**Work order**
The line containing "snow covered fence?" marks where copying starts, so set down that line and each one after it exactly, through the end of the records.
-*-
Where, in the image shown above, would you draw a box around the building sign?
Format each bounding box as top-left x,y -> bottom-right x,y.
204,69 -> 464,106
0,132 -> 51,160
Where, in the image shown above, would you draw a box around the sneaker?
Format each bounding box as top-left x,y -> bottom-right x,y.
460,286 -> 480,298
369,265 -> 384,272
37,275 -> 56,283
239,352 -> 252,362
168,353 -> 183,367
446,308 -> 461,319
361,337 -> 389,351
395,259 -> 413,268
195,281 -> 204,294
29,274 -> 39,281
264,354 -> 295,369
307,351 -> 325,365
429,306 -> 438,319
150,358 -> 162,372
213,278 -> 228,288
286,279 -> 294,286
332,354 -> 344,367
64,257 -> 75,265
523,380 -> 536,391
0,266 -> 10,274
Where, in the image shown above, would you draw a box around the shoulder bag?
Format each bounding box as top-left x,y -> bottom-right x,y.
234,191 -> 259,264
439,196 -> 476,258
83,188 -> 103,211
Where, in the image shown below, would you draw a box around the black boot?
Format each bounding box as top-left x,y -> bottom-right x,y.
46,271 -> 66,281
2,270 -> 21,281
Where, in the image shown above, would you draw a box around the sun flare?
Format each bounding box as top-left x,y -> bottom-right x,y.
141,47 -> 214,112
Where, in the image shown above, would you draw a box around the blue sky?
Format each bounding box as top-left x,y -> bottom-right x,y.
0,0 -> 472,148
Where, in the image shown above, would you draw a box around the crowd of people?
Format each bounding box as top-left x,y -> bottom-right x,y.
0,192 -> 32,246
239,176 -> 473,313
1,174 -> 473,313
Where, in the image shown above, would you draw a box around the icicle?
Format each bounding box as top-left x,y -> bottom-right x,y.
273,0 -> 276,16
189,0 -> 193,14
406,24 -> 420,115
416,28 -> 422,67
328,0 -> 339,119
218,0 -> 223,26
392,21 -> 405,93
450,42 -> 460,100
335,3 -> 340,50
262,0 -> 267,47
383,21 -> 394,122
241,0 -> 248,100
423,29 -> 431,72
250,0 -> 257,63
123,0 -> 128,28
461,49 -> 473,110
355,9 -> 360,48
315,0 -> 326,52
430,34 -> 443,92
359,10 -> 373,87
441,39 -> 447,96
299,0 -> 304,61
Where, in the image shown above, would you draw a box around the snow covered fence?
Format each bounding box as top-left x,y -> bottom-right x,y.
-*-
**Response to the exercise**
Where, in the image shown above, would you draw a box around the snow covered fence?
Format each bounding box as top-left x,y -> bottom-right x,y.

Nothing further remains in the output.